** start EXTRACTED INFORMATION **

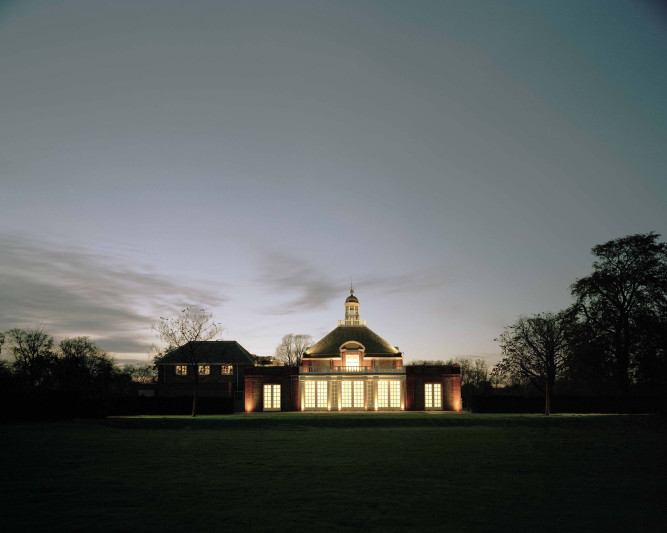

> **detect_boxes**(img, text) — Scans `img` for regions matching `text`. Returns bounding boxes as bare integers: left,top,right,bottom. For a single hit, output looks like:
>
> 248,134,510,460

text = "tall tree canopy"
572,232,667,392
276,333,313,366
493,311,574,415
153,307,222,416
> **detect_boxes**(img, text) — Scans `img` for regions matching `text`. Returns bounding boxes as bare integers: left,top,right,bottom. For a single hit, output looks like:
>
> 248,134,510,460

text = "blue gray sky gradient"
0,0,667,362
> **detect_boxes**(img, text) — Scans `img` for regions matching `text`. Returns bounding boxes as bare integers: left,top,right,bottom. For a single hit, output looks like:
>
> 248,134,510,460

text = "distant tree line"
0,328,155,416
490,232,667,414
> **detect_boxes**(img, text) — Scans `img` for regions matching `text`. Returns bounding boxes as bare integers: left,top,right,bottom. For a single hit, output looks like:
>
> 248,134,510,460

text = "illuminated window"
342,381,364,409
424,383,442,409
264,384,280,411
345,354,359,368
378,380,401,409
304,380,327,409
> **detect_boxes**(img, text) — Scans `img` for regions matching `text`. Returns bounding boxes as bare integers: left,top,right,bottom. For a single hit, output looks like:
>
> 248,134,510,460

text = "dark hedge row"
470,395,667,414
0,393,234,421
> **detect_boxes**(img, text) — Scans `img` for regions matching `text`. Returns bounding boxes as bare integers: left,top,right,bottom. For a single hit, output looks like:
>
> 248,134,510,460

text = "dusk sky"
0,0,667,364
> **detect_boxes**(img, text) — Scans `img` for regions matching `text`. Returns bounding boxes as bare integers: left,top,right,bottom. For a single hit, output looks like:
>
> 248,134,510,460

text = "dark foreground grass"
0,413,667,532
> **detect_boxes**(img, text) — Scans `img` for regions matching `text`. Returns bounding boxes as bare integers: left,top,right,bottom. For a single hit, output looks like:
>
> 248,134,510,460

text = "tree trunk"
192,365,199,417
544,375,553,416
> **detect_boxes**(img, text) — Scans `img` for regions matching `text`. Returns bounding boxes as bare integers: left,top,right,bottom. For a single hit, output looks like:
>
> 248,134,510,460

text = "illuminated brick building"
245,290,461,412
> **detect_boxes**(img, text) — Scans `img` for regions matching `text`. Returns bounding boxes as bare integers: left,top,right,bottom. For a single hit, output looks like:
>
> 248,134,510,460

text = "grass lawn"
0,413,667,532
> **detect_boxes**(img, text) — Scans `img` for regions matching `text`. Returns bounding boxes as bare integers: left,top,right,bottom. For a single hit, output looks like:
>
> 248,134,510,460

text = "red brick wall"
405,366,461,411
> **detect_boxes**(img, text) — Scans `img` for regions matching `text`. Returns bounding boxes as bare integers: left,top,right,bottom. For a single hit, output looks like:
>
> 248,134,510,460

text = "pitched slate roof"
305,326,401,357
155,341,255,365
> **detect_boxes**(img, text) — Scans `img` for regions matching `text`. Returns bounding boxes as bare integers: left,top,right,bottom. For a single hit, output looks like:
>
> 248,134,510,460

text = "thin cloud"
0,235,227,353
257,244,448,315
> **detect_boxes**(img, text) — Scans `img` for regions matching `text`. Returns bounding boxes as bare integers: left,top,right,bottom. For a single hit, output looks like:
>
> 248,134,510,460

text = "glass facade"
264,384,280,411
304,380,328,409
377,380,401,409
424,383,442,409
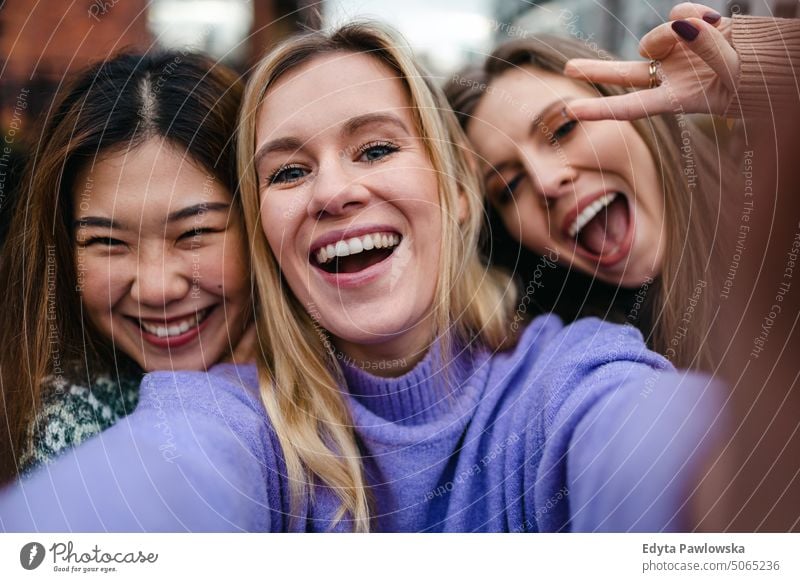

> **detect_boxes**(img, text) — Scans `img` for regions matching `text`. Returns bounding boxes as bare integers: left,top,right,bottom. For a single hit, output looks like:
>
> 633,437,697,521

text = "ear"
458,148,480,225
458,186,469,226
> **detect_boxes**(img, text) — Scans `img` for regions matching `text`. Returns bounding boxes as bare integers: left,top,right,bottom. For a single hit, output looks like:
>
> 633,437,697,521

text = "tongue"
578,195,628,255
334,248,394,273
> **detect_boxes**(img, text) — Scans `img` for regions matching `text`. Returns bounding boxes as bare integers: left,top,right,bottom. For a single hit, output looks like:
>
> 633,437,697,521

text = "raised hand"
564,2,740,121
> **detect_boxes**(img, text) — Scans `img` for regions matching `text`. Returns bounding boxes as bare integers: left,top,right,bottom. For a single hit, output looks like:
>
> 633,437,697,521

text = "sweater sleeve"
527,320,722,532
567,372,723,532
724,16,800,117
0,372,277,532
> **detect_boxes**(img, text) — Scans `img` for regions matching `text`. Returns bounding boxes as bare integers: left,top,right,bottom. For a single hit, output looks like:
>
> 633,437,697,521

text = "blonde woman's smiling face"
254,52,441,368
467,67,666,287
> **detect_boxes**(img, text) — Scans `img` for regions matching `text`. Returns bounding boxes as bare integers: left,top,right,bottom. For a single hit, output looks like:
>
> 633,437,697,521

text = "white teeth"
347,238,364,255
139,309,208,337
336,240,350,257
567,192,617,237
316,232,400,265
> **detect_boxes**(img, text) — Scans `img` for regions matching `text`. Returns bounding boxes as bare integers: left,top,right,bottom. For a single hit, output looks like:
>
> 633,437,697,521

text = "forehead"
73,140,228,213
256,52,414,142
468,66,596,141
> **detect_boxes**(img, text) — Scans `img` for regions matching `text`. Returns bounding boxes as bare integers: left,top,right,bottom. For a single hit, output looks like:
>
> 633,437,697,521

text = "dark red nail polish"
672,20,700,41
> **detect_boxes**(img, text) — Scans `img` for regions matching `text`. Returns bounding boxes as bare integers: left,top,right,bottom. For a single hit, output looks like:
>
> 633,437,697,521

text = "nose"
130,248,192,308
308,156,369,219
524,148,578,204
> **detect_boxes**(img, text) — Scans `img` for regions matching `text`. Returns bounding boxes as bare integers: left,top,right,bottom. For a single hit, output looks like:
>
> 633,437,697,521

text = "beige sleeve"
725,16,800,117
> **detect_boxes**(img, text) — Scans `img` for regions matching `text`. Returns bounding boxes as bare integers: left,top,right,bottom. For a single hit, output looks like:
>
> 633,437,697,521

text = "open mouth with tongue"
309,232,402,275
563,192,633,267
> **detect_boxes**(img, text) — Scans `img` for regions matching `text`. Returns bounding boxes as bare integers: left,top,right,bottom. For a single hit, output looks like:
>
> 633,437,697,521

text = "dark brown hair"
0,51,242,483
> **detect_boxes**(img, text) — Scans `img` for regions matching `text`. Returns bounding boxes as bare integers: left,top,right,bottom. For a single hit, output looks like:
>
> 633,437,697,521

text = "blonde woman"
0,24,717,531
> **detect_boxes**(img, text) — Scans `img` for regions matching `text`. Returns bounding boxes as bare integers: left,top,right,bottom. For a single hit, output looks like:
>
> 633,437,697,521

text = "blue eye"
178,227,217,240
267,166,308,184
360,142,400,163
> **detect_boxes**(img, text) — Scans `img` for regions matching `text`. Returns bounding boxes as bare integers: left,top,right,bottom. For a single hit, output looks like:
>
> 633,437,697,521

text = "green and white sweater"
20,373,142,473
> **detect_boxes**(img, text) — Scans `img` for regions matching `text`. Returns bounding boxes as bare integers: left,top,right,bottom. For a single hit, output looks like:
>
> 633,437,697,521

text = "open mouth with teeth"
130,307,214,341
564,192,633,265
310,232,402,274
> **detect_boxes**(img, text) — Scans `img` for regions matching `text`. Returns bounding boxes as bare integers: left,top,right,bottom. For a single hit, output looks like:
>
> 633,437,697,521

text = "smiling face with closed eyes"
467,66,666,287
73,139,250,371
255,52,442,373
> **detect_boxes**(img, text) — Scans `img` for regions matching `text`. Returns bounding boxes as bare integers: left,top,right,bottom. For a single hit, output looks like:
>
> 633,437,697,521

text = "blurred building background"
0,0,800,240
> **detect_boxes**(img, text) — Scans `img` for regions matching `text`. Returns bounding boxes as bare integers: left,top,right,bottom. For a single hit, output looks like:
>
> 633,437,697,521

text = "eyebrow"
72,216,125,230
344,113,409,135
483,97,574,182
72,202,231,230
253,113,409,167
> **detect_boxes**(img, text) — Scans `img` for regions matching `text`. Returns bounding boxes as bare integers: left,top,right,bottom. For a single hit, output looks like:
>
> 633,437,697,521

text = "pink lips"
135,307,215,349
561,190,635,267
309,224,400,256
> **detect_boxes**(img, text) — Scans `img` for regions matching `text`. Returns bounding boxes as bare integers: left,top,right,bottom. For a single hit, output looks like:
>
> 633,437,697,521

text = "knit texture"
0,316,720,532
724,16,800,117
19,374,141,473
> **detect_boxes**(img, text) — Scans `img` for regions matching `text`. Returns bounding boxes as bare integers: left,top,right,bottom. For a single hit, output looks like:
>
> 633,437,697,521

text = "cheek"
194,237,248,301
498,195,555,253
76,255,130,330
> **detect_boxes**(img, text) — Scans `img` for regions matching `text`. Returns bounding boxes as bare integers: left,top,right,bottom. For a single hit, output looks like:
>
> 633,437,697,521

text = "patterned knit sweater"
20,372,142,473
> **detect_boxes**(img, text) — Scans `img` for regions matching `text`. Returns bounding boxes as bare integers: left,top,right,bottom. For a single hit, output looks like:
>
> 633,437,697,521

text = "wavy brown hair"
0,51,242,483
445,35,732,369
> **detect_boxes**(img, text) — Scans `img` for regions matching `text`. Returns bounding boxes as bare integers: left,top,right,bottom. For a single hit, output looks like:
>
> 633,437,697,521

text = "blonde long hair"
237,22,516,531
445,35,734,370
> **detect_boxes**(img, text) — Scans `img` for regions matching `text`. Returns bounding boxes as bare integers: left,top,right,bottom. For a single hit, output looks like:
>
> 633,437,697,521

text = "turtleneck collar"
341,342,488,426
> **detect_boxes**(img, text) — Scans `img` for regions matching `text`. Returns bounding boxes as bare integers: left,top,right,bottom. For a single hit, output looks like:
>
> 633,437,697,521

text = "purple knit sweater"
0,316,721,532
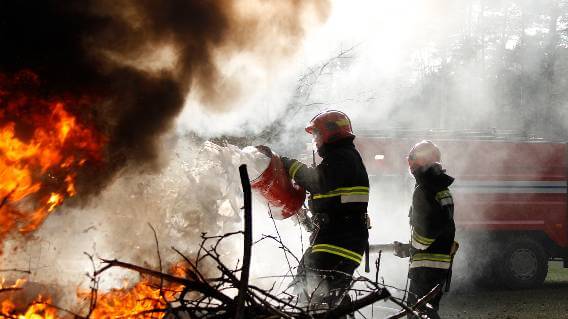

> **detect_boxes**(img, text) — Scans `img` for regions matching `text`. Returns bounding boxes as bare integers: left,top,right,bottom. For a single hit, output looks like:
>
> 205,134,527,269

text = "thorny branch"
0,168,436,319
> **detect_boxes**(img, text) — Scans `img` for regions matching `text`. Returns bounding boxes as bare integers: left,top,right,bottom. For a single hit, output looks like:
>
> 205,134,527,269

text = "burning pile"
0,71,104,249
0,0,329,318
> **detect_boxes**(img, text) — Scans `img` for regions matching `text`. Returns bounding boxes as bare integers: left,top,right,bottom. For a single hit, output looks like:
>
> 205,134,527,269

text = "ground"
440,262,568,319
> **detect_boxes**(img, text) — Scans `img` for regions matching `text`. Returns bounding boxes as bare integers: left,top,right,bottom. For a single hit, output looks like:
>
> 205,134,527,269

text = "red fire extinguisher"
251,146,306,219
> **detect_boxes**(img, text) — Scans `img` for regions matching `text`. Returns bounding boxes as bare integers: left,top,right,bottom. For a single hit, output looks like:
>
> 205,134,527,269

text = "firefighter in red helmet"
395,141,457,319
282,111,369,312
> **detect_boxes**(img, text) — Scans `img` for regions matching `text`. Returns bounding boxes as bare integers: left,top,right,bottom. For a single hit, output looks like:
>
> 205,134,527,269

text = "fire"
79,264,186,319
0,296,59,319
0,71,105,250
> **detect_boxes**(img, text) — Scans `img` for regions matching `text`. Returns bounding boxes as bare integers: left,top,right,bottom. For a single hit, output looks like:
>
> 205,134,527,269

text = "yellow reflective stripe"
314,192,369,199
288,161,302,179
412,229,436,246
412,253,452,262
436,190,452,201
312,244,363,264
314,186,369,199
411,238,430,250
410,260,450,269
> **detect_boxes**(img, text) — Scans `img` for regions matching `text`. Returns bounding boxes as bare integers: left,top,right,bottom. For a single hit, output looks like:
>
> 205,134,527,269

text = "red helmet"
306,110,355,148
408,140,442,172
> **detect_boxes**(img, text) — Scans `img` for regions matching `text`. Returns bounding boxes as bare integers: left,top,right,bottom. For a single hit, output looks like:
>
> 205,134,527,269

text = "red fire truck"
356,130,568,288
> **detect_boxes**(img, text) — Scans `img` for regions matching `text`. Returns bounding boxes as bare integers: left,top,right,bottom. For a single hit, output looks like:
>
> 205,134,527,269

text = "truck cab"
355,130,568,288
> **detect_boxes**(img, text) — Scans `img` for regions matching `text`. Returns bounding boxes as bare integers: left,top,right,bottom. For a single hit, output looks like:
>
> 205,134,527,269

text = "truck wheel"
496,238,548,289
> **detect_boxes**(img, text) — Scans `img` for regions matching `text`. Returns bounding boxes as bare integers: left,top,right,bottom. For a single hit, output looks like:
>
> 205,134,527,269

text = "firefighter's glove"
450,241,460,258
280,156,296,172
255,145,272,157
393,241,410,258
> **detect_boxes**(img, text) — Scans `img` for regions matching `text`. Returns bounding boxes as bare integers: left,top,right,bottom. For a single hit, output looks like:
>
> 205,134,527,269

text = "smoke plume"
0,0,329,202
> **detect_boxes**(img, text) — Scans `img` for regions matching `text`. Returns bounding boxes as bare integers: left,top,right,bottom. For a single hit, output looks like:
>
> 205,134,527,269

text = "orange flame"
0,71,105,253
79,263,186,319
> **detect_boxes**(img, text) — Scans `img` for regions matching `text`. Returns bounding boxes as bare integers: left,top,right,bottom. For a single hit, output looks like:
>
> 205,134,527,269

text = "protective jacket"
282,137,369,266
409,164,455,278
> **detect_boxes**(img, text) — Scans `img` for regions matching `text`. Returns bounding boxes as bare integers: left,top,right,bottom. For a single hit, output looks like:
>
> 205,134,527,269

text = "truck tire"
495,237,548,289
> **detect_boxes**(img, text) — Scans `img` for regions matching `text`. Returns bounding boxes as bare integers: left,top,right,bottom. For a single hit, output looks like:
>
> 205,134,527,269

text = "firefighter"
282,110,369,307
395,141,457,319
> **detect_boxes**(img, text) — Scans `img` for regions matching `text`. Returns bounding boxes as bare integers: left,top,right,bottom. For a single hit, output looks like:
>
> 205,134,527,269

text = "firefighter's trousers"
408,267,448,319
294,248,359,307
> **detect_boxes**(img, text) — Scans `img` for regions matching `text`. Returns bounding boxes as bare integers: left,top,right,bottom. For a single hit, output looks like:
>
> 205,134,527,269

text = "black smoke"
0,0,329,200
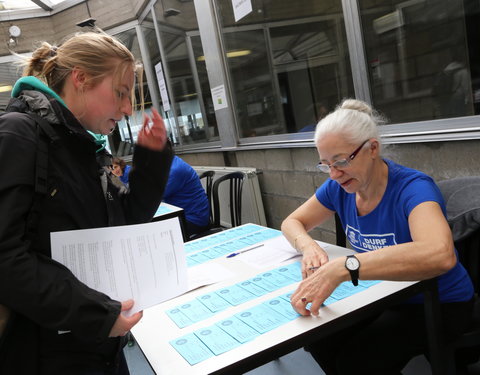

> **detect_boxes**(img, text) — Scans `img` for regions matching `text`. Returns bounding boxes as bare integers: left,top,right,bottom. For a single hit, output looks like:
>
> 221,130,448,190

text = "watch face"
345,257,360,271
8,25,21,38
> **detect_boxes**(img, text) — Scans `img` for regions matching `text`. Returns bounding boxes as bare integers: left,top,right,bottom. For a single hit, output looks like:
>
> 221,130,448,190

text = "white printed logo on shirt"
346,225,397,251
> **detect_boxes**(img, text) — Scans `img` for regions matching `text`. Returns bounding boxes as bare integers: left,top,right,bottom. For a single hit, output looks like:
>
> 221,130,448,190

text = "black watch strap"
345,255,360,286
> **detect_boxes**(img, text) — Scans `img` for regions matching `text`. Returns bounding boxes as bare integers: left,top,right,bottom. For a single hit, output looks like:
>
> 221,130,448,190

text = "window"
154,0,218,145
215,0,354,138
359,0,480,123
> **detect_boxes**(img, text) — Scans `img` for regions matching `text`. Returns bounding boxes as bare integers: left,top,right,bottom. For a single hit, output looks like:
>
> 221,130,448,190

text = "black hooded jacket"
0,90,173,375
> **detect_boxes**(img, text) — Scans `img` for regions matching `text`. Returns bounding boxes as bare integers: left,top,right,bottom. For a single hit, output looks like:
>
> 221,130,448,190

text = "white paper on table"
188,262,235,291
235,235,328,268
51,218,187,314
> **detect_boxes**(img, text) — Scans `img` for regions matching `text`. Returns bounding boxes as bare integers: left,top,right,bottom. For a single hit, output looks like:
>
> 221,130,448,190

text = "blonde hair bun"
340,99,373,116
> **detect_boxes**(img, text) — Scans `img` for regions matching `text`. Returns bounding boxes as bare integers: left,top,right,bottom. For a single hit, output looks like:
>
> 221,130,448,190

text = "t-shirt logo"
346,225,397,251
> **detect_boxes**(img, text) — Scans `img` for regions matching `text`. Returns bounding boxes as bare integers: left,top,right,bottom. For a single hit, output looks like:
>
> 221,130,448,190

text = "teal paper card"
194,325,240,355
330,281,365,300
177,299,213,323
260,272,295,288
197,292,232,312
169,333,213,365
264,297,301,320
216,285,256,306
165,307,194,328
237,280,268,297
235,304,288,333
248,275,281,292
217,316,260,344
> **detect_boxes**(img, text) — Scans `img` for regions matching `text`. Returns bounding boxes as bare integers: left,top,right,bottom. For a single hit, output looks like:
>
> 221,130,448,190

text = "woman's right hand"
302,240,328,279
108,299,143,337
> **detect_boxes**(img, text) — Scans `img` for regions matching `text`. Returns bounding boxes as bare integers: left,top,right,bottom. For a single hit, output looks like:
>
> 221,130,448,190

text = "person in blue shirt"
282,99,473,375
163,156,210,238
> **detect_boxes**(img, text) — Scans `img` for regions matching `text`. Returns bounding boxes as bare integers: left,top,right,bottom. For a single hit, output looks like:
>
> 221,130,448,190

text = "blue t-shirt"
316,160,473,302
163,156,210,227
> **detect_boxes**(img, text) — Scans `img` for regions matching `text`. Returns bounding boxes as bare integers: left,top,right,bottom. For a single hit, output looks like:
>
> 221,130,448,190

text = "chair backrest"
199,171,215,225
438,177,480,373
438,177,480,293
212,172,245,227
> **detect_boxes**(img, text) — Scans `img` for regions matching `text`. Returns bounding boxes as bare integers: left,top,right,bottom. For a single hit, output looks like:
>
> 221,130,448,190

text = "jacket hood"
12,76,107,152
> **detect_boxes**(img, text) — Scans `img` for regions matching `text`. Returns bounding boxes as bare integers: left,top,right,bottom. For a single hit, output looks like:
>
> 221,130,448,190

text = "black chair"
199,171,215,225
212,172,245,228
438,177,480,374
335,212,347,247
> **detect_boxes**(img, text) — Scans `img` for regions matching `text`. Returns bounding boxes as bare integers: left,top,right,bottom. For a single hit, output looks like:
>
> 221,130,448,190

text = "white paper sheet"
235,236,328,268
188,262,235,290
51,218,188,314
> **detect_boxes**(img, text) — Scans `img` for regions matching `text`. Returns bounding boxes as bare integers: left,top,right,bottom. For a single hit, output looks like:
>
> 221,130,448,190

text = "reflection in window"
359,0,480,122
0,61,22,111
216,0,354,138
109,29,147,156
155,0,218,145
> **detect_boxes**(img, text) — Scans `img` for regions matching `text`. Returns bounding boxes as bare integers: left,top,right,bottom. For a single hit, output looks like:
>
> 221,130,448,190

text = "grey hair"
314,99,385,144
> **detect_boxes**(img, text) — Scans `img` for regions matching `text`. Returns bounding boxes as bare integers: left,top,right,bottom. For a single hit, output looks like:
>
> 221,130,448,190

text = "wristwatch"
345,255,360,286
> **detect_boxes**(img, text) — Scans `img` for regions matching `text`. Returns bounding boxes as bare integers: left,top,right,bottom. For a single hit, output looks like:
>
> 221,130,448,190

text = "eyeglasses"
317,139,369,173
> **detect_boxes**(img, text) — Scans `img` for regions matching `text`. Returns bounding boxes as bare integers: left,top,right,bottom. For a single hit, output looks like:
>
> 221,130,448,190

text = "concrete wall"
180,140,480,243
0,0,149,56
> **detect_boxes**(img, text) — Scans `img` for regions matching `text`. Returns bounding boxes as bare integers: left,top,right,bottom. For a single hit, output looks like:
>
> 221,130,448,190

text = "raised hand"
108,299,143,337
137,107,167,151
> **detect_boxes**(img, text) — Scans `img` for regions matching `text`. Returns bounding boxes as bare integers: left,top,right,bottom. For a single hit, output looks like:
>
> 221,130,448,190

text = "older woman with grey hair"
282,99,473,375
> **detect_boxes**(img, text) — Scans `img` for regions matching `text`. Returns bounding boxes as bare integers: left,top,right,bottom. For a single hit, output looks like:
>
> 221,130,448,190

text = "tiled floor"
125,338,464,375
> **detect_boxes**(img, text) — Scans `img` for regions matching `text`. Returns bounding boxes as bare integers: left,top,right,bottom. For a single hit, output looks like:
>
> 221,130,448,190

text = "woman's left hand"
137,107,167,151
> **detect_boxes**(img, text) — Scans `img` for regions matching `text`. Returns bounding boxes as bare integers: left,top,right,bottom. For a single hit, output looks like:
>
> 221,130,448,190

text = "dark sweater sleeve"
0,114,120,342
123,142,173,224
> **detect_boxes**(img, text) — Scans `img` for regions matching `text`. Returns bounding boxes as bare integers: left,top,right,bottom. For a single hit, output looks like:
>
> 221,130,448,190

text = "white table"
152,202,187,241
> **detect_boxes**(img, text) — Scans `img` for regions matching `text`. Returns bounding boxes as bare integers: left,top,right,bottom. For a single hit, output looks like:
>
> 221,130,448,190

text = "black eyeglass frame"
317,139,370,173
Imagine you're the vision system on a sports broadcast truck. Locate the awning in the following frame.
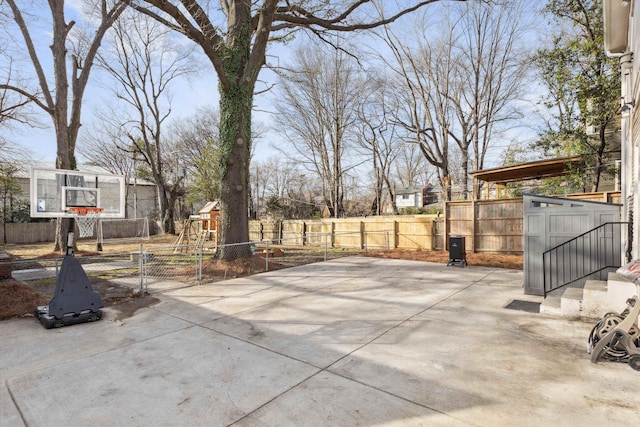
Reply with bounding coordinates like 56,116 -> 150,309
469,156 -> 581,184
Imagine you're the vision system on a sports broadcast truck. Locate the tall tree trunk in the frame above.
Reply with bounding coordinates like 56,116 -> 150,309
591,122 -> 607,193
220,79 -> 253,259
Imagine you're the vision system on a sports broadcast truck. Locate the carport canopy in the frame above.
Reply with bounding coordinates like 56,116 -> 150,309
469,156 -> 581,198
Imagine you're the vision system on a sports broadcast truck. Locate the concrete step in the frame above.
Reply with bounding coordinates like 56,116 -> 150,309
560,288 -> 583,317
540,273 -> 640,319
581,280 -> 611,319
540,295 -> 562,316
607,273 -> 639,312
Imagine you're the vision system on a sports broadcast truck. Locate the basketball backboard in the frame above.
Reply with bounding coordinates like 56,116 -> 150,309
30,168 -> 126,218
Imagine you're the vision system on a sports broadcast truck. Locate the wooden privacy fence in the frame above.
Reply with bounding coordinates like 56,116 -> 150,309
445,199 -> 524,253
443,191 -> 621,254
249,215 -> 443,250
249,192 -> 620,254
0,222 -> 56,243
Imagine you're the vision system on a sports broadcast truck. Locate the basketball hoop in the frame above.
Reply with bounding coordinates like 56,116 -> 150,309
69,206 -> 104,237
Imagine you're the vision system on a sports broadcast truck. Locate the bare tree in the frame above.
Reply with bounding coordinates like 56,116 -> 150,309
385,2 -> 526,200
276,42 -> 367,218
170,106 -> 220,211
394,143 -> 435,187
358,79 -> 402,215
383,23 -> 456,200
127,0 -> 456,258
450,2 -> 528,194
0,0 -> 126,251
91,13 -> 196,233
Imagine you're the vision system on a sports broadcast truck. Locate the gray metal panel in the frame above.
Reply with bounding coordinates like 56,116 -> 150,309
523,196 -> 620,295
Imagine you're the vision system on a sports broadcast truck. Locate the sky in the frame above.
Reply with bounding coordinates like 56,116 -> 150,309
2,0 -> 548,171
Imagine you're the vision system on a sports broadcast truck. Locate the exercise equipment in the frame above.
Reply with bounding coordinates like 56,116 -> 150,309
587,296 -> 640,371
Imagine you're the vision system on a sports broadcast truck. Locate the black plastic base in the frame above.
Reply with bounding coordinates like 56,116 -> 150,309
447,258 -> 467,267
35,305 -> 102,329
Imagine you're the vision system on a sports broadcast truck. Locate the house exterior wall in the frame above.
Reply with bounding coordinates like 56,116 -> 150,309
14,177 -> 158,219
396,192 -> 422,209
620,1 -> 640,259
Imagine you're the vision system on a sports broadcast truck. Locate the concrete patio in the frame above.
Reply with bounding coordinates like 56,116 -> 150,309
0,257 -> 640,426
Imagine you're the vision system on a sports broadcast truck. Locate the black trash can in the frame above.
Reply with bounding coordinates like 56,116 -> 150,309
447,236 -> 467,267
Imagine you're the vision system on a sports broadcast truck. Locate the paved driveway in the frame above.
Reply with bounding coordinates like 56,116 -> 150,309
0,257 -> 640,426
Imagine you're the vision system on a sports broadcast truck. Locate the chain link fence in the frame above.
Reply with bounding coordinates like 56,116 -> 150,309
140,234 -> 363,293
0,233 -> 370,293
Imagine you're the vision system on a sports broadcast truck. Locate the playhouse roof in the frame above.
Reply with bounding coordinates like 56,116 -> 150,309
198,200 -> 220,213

** end EXTRACTED INFORMATION **

▶ _WHAT TO DO_: Can you copy out verbatim everything from the first line down to the line containing "153,307,222,416", with both of those lines included and the pictures left out?

▶ _RESPONSE FOR THIS EXERCISE_:
> **detect_boxes**(img, text) — Scans `img` for regions matching `text`. Returns bounding boxes as bare integers: left,top,right,bottom. For a single hit, output looks like:
>
> 248,134,510,460

text = "tall tree canopy"
572,232,667,392
276,333,313,366
493,311,574,415
153,307,222,416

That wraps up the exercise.